--- BRIEF ---
Rewrite the records from the line holding "Where can you find the textured" through the line holding "<point>367,47</point>", inclusive, replacing "Target" with "Label" and leaving everything else unchanged.

--- MATERIAL FOR THE TASK ---
----

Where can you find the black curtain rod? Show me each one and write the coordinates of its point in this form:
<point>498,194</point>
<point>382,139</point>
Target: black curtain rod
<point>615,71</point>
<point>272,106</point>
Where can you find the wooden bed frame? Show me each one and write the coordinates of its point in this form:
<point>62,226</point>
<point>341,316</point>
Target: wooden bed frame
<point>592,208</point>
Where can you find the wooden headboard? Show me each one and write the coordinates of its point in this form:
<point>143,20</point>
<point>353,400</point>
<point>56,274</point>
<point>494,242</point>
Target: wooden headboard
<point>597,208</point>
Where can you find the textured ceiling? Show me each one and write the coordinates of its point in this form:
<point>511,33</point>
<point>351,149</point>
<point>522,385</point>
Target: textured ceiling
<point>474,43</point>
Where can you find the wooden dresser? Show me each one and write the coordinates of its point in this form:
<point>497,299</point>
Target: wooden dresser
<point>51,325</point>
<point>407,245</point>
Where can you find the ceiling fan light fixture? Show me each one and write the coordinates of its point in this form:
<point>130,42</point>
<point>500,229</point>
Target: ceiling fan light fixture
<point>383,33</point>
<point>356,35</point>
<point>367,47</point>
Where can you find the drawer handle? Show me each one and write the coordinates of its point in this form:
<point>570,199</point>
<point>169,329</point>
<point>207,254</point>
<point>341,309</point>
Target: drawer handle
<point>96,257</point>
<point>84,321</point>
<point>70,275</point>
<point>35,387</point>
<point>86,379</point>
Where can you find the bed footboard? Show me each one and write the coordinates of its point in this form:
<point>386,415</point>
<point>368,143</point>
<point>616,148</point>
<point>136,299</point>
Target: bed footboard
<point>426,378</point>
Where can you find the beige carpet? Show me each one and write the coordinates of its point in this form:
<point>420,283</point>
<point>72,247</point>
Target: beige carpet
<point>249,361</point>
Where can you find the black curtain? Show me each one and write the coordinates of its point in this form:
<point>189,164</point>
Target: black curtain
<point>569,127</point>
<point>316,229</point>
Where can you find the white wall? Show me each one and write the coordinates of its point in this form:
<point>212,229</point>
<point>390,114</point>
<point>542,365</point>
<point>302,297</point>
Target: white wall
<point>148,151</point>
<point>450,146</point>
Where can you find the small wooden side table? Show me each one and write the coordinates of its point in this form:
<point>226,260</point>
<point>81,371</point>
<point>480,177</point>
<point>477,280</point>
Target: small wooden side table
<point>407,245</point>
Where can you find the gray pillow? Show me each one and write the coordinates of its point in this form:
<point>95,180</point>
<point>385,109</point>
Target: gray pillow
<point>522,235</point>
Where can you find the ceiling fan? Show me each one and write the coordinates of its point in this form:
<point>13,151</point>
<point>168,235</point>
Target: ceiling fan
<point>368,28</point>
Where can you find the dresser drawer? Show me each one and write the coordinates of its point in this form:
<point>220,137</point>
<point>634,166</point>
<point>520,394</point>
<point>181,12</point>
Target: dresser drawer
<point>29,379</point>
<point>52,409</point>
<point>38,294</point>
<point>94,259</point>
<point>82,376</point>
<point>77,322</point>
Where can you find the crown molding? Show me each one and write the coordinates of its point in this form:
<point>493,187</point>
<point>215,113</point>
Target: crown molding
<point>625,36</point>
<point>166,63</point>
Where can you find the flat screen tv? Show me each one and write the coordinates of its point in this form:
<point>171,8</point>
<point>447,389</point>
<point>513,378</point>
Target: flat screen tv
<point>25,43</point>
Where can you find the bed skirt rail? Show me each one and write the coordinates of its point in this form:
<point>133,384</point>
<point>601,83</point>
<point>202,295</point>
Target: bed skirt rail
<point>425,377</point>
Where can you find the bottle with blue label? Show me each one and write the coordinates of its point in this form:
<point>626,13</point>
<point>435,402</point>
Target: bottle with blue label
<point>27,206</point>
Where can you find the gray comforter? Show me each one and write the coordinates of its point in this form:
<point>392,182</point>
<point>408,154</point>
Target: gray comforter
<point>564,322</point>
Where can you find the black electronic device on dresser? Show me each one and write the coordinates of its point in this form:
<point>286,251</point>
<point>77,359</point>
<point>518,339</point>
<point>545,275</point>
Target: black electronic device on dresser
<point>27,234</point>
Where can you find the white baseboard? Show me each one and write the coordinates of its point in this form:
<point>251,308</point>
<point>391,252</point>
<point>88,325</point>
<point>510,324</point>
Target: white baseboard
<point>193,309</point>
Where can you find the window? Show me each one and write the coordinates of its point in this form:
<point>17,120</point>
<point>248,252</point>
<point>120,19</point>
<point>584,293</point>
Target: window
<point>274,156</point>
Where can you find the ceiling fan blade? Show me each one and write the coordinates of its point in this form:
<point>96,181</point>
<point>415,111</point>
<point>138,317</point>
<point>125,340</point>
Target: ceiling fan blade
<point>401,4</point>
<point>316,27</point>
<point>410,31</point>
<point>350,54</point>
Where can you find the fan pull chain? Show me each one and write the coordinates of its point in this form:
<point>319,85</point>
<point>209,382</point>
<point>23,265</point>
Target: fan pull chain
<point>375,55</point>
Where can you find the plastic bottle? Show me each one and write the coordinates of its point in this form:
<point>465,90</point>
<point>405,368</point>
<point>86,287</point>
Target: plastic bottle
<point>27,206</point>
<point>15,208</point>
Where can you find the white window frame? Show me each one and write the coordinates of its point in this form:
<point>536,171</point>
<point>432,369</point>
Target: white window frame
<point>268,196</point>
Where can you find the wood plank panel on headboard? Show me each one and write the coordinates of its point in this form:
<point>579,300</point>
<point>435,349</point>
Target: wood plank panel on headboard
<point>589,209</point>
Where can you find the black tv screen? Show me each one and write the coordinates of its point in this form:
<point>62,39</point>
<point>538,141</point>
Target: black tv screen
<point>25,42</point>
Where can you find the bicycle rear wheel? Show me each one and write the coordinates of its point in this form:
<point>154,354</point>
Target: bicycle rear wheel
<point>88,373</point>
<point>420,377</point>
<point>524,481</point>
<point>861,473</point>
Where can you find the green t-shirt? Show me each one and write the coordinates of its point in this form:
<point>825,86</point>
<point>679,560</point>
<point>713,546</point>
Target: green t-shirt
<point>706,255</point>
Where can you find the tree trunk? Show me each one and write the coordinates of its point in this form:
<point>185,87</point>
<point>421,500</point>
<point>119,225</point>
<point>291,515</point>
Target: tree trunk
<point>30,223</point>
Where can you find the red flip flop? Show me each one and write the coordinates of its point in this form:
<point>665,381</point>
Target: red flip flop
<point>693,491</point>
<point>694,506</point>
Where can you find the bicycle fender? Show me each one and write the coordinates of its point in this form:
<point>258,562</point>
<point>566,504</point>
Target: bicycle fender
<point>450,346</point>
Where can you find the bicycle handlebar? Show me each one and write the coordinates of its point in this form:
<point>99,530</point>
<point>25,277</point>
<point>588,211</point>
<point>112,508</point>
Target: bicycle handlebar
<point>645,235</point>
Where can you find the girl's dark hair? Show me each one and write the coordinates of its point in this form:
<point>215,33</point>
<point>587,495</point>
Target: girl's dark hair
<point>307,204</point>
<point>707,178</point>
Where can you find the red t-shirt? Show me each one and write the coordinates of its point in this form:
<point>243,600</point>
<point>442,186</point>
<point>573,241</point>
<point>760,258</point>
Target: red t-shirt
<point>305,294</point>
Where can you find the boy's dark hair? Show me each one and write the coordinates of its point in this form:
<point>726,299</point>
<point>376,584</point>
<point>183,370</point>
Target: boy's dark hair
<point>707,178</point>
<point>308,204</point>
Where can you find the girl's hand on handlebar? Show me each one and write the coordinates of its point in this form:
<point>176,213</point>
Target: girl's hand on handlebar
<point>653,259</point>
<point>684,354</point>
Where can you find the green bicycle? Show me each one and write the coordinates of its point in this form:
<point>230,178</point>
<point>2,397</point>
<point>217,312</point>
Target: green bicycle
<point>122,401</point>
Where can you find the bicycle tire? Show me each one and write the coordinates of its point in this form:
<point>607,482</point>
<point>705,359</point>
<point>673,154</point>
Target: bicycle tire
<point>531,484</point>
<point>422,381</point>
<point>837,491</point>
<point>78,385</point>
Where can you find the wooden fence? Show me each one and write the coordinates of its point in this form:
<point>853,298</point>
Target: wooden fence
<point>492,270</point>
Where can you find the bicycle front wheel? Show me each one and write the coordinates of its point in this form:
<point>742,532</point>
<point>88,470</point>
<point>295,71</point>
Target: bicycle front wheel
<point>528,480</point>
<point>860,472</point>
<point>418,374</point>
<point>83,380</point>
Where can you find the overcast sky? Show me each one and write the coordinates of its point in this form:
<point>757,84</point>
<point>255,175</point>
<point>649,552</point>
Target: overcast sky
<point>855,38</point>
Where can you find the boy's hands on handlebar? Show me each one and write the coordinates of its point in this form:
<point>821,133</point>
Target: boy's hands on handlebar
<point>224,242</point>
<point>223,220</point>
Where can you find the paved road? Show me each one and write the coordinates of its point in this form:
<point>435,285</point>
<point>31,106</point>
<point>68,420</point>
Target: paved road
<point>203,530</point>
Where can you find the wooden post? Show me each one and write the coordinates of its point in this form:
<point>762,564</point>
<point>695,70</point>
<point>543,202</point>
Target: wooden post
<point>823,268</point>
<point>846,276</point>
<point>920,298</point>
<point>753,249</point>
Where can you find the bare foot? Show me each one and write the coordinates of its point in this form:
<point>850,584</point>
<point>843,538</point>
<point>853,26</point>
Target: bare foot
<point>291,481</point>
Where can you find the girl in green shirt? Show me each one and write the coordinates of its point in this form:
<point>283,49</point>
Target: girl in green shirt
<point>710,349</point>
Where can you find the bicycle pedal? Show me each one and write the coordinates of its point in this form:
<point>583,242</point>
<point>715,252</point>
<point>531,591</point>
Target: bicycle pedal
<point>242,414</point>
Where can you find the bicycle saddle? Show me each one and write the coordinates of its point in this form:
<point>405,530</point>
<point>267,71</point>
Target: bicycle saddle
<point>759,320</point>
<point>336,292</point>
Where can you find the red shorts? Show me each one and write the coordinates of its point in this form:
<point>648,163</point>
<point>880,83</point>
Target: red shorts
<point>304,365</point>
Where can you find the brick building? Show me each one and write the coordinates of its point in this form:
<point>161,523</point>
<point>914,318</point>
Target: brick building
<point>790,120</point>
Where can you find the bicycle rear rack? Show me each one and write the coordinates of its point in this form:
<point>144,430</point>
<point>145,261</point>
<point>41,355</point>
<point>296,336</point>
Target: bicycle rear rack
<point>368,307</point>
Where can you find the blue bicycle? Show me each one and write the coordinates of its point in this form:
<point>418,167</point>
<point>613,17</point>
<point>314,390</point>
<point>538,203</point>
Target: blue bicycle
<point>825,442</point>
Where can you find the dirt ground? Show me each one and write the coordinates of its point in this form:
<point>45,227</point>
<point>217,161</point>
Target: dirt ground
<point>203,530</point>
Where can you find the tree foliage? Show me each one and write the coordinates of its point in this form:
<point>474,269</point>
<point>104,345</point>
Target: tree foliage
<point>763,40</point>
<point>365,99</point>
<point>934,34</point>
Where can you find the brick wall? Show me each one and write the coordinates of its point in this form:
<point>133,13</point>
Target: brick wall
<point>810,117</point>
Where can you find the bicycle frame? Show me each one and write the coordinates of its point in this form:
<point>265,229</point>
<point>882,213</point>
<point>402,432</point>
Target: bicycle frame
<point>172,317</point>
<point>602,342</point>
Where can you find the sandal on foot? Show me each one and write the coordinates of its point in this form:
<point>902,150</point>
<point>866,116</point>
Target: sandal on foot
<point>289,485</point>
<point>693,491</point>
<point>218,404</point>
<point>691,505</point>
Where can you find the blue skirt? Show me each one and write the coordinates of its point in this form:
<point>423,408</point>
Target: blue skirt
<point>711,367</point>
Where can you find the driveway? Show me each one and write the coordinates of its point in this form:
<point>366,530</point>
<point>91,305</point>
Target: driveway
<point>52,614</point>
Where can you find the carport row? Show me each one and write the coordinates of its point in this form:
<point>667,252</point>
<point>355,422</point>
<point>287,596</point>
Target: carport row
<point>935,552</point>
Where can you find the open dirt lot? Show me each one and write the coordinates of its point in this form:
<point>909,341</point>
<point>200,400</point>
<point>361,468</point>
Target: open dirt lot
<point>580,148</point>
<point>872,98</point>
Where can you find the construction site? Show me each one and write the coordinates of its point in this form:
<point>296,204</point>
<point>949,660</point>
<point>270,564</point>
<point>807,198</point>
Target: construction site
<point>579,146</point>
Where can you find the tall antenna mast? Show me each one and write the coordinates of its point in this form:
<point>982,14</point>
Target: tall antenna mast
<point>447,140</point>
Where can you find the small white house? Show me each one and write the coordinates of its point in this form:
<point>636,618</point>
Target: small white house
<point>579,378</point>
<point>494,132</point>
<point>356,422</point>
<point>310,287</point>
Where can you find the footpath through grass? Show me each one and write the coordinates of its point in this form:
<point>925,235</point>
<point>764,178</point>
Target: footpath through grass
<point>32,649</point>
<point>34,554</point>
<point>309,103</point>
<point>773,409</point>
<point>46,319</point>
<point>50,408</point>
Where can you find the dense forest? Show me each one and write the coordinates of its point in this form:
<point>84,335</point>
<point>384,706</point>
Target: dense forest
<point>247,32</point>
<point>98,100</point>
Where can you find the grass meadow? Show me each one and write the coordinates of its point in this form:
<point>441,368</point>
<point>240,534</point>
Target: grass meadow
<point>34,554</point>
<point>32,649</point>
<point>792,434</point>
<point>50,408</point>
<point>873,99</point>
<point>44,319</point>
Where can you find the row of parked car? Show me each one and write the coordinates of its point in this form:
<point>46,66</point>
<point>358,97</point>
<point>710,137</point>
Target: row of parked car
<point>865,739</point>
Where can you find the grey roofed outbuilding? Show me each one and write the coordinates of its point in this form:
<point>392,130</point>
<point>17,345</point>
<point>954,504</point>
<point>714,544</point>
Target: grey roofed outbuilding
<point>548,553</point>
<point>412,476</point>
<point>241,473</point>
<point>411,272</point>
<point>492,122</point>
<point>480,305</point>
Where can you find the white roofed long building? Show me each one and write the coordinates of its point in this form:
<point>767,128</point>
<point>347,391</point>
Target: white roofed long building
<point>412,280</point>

----

--- WRITTEN ANSWER ---
Where can you find the textured ceiling? Show me each one and write the coordinates of its point in this form:
<point>511,33</point>
<point>351,149</point>
<point>522,385</point>
Label: textured ceiling
<point>474,43</point>
Where can you find the wooden dresser? Show me each one and write the coordinates of its point in this form:
<point>497,299</point>
Label: wooden dresser
<point>51,325</point>
<point>407,245</point>
Where can you find the ceiling fan light fixture? Show me each one and write the coordinates of its point in this form:
<point>130,42</point>
<point>500,229</point>
Label: ceiling fan light fixture
<point>383,33</point>
<point>356,35</point>
<point>367,47</point>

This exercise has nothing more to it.